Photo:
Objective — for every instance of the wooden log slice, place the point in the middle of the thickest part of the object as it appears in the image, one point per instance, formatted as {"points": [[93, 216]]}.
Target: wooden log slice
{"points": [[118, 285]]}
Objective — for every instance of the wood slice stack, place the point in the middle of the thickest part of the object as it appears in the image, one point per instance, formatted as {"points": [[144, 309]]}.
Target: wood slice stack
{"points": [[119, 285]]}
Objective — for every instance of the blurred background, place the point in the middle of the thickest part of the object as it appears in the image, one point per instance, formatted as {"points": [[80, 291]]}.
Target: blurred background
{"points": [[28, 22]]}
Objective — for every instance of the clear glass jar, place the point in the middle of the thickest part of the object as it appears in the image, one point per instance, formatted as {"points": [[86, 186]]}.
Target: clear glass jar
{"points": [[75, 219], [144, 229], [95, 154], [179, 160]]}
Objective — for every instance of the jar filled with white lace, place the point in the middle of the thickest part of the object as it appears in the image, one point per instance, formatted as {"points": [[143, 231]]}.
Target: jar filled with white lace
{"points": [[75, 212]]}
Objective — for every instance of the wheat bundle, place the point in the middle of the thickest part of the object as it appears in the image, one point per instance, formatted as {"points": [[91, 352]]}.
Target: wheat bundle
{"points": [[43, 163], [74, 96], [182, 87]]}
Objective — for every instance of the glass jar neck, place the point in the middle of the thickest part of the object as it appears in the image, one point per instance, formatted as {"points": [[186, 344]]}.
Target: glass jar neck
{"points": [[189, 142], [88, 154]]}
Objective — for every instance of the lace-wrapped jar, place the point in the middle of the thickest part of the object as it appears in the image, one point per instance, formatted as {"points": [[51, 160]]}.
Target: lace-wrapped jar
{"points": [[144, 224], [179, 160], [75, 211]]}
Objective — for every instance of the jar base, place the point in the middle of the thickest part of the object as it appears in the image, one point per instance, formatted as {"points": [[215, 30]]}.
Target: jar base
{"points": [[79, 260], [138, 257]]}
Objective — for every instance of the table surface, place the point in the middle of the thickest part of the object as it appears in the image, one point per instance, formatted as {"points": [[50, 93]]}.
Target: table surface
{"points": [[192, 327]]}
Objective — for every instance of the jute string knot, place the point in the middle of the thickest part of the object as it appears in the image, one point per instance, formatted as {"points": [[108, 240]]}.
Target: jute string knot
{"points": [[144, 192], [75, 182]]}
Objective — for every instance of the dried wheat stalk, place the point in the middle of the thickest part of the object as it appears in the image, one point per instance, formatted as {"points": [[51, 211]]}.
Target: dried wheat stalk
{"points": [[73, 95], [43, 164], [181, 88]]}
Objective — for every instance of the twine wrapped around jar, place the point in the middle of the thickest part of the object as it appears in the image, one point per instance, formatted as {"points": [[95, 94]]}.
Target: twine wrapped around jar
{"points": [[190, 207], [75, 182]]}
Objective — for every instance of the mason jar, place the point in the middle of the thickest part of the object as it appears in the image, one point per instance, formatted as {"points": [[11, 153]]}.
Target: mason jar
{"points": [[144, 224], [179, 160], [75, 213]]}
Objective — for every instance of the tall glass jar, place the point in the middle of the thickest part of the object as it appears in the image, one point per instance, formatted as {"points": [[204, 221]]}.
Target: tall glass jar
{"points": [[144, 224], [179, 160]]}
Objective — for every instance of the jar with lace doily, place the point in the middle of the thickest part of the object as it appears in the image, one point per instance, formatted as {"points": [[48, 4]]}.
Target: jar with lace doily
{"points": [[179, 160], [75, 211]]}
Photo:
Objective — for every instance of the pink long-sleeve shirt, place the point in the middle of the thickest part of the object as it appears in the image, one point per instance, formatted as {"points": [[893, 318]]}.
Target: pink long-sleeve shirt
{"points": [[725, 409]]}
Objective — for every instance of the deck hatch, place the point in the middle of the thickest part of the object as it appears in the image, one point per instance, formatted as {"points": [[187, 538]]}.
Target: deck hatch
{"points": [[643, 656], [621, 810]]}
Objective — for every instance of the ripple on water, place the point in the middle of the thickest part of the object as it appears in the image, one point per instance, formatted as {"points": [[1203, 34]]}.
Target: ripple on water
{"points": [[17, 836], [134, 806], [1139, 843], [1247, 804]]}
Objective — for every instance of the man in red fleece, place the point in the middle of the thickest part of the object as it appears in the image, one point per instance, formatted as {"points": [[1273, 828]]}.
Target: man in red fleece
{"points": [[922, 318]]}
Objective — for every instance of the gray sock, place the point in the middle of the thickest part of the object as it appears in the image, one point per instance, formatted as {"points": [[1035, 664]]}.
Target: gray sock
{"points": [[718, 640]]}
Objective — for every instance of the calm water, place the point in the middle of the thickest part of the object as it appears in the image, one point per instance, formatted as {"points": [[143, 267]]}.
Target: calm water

▸ Instructions for the task
Return each line of the data exactly as written above.

▸ Final answer
Photo:
Objective — for every instance of the wooden log slice, place the point in the middle of the thickest part of the object as it appears in the image, one point per instance, formatted as {"points": [[93, 216]]}.
Target: wooden log slice
{"points": [[118, 285]]}
Objective — for every instance of the wood slice stack, place the point in the middle of the thickest part of the object as it appears in the image, one point per instance, formatted as {"points": [[144, 309]]}.
Target: wood slice stack
{"points": [[119, 285]]}
Objective — for every instance of the blurred background, place the point in the middle of the thickest part of the object as it appears in the image, one point per instance, formatted as {"points": [[80, 291]]}.
Target: blurred background
{"points": [[28, 22]]}
Objective — for every instance of the clear glass jar, place the point in the middle of the thickest part of the object as it appears in the image, one point per instance, formatted as {"points": [[86, 186]]}.
Target: clear glass jar
{"points": [[75, 219], [144, 229], [95, 154], [179, 160]]}
Objective — for every instance of the jar filled with white lace, place the point in the middle of the thickest part of the object as it appears in the image, one point per instance, formatted as {"points": [[143, 231]]}.
Target: jar filled with white lace
{"points": [[75, 212]]}
Objective — for every instance of the wheat bundle, place the point in the middle of the thickest part of the object as it appears in the image, one point per instance, formatted as {"points": [[91, 352]]}.
Target: wheat bundle
{"points": [[43, 163], [74, 96], [182, 87]]}
Objective — for every instance of the glass jar neck, place the point in the middle of the thickest part of the object as it appears in the image, one point per instance, formatted as {"points": [[186, 344]]}.
Target: glass jar neck
{"points": [[189, 142], [88, 154]]}
Objective — for every instance of the lace-wrapped jar, place the point in the middle of the thickest part of the object as it appears in the image, one point per instance, formatted as {"points": [[51, 160]]}.
Target: lace-wrapped jar
{"points": [[144, 224], [179, 160], [75, 211]]}
Objective — for every instance of the jar base, place the point in the middle of the thickest part of the object as it appears in the image, one point per instance, formatted as {"points": [[215, 30]]}.
Target: jar base
{"points": [[79, 260], [138, 257]]}
Objective — for every instance of the table surface, place the point in the middle of the thickest part of the object as it appears in the image, one point per instance, formatted as {"points": [[50, 93]]}.
Target: table surface
{"points": [[192, 327]]}
Objective — for every instance of the jute string knot, place the point in the middle of the thickest part of the object as it appears in the image, one point per instance, formatted as {"points": [[108, 240]]}.
Target: jute string knot
{"points": [[144, 192], [75, 182]]}
Objective — for every instance of the dried wheat stalk, place the point in the middle of the thickest part of the object as it appears in the image, one point per instance, formatted as {"points": [[51, 211]]}.
Target: dried wheat stalk
{"points": [[73, 95], [43, 164], [181, 88]]}
Objective — for every instance of the twine wrapped around jar, place the point in the middle of the thickest part of the object as it appears in the image, one point per instance, formatted as {"points": [[95, 94]]}.
Target: twine wrapped around jar
{"points": [[190, 207], [75, 182]]}
Objective — for every instance of the mason jar, place the point in the middle of the thickest part of the object as it appears in the image, one point per instance, formatted as {"points": [[11, 153]]}.
Target: mason jar
{"points": [[144, 224], [179, 160], [75, 213]]}
Objective — for every instance of the tall glass jar, place the point in the middle of the thickest part of the object as it appears in the image, one point per instance, formatted as {"points": [[204, 221]]}.
Target: tall glass jar
{"points": [[144, 224], [179, 160]]}
Objective — for every instance of the jar with lace doily, place the point in the middle of the thickest part of the object as it appears in the image, one point per instance, formatted as {"points": [[48, 4]]}.
Target: jar with lace doily
{"points": [[179, 160], [75, 211]]}
Photo:
Objective — for every instance of the pink long-sleeve shirt, place the point in the middle of the thickest part of the object as it appears in the image, one point per instance, formatted as {"points": [[893, 318]]}.
Target: pink long-sleeve shirt
{"points": [[725, 409]]}
Objective — for every instance of the deck hatch, place the point in the middle of the thickest part of the object as it appears in the image, one point per instance, formatted as {"points": [[187, 538]]}.
Target: deck hatch
{"points": [[643, 656], [621, 810]]}
Objective — for every instance of the ripple on water, place the point in the middle of the thickest part of the object as it appears in the image, one point per instance, formatted as {"points": [[1203, 34]]}.
Target: ripple on water
{"points": [[17, 836], [134, 806], [1139, 843], [1247, 804]]}
Objective — for every instance of the man in red fleece, place the point in the middle of the thickest part of the object as it appears in the image, one point per instance, formatted as {"points": [[1273, 828]]}.
Target: man in red fleece
{"points": [[922, 318]]}
Objective — for every instance of the gray sock, place the point in the middle of the thickest part of the object as it appears in the image, one point per instance, formatted as {"points": [[1035, 664]]}.
Target: gray sock
{"points": [[718, 640]]}
Objective — for every instance of the calm water, place the point in the middle of the thickest part of the object as it appears in the image, one point per instance, formatted as {"points": [[143, 267]]}.
Target: calm water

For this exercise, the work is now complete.